#### Exercise material ####

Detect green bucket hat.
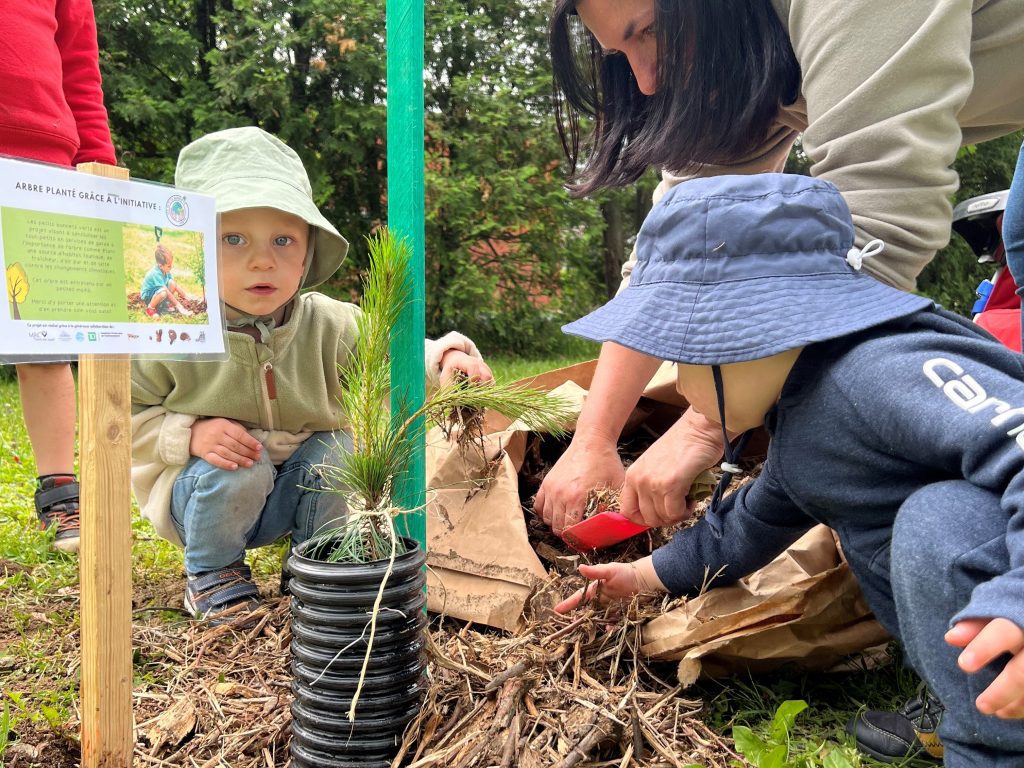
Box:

####
#### Exercise material ####

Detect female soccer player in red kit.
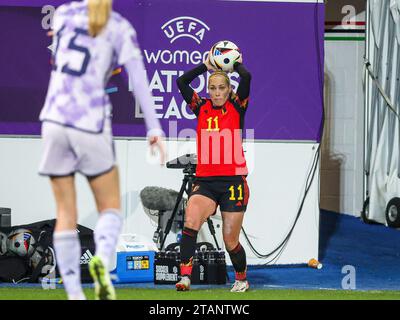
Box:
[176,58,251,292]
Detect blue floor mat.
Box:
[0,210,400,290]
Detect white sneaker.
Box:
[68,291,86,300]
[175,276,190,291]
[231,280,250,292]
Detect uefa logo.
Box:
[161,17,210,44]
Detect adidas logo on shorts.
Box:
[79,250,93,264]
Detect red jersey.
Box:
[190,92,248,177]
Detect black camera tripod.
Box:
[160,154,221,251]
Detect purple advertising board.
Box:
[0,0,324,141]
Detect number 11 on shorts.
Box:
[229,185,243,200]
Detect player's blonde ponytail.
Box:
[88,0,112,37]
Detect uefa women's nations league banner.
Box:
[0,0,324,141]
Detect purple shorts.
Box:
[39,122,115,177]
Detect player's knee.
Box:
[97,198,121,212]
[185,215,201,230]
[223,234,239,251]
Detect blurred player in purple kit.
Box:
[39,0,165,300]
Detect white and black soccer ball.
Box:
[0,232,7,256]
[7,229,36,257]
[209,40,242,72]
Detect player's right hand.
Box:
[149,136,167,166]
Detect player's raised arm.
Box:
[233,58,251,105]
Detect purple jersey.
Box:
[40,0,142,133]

####
#### Exercise material ####

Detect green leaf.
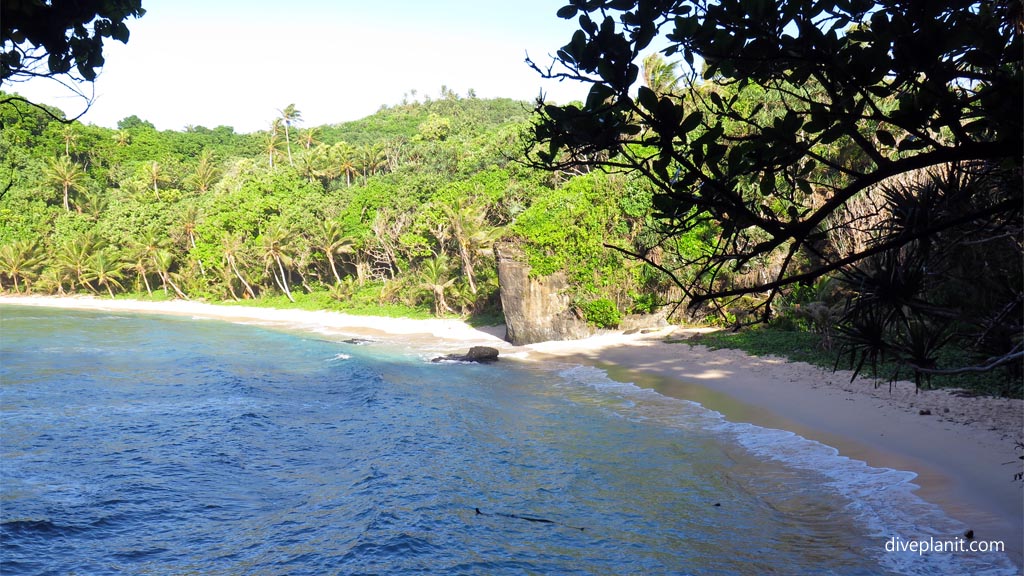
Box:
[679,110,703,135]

####

*What this task involves*
Multiply every bounding-box coordinate by 0.4, rounding to whole numbers with halves going up. Write the lines out again, starting at the line that has "Detect player's raised arm." and stopping after the line that has "[40,0,142,133]", with all other text left as it stands.

*Full output*
Detect player's raised arm.
Box:
[93,23,100,42]
Detect purple jersey.
Box:
[16,0,57,53]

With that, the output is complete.